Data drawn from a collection
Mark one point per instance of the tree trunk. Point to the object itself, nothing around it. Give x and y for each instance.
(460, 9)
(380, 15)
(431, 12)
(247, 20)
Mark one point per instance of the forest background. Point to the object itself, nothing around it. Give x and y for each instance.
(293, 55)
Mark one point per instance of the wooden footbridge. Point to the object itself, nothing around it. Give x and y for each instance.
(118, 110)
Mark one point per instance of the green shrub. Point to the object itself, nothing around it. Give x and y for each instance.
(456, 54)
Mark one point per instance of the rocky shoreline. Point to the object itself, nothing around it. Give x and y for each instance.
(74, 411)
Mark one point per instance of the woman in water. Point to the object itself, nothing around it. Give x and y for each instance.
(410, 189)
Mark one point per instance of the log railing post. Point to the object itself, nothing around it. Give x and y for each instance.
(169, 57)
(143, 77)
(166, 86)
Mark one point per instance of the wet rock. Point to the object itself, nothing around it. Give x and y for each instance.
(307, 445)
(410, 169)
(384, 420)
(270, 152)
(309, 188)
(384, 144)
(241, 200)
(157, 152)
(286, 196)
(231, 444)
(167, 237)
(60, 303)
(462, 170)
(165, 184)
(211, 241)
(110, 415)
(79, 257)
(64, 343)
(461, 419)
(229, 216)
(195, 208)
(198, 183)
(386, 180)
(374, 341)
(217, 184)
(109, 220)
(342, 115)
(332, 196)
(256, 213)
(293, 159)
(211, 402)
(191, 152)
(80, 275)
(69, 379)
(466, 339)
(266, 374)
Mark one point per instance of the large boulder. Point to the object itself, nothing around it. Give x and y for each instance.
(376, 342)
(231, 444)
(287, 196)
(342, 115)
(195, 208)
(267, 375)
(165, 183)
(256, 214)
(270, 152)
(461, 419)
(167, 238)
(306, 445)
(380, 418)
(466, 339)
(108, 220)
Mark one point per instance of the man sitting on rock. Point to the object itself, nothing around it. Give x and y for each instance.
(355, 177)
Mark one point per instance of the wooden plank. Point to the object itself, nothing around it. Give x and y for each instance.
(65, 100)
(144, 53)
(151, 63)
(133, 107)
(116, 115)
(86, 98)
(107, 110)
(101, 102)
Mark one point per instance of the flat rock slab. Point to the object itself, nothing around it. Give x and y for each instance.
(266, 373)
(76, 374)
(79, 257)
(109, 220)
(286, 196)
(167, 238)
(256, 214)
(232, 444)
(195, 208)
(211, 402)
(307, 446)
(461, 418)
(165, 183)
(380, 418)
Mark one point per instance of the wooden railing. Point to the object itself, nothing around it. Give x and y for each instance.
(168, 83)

§ Exercise objective
Reproduce all of the records above verbatim, line for line.

§ The result
Mark one point per instance of the tree trunk. Point to the object itself, nothing around it. Give x and y for each instance.
(460, 9)
(380, 15)
(431, 12)
(247, 20)
Mark one point per instance of the forest background. Point to the object itself, nothing around it. Give x and y for each instance.
(293, 55)
Mark one point per instance of the wooden footbridge. Point to the object itself, nothing around it. Give x and y for each instance.
(118, 110)
Mark one point per instance of the green shrub. Point to the object itself, nothing around it. Give x and y for each instance.
(456, 54)
Mark one point per instance of the rocky shoreline. Point to the object itself, nothing around it. Give x and y for each instance.
(74, 411)
Mark one point per instance of the woman in water. Point to the object itself, nothing around it. Give x and y for each instance.
(410, 189)
Mark one point per instance of the log railing post. Point to the object itself, nothing around it. Give x and y for each instance.
(169, 57)
(143, 77)
(166, 86)
Mark one point per instance of the wet rock. Point to the object itself, nothing around it. Give x and y for each instance.
(307, 445)
(410, 169)
(384, 420)
(270, 152)
(309, 188)
(384, 144)
(241, 200)
(157, 152)
(286, 196)
(231, 444)
(167, 237)
(60, 303)
(462, 170)
(165, 184)
(211, 241)
(110, 415)
(79, 257)
(64, 343)
(461, 419)
(229, 216)
(195, 208)
(198, 183)
(386, 180)
(374, 341)
(217, 184)
(109, 220)
(342, 115)
(332, 196)
(256, 213)
(293, 159)
(211, 402)
(191, 152)
(80, 275)
(69, 379)
(466, 339)
(266, 374)
Mark one point per instance of the large boulder. Point to the object itself, nothing around it. Give x and y for each instance.
(376, 342)
(231, 444)
(287, 196)
(342, 115)
(195, 208)
(267, 375)
(165, 183)
(256, 214)
(270, 152)
(461, 419)
(167, 238)
(306, 445)
(380, 418)
(466, 339)
(108, 220)
Mark one point per instance of the man sitting on rock. Point to the object itself, nothing around it. Give x and y for each instance.
(355, 177)
Mark one point per instance of the wooden plank. Point to the object itself, nothing around it. Give x and y for each instance.
(65, 100)
(144, 53)
(151, 63)
(133, 107)
(116, 115)
(86, 98)
(107, 110)
(101, 102)
Mark one point per instance of the flat rock slab. Point to the object itself, nothing around it. Give x and y for each instance.
(266, 373)
(76, 374)
(79, 257)
(109, 220)
(286, 196)
(167, 238)
(256, 214)
(232, 444)
(195, 208)
(211, 402)
(307, 446)
(461, 418)
(165, 183)
(380, 418)
Mark one point per instance of the wooden railing. Point to the object itself, nothing around it. Give x and y for each instance.
(168, 83)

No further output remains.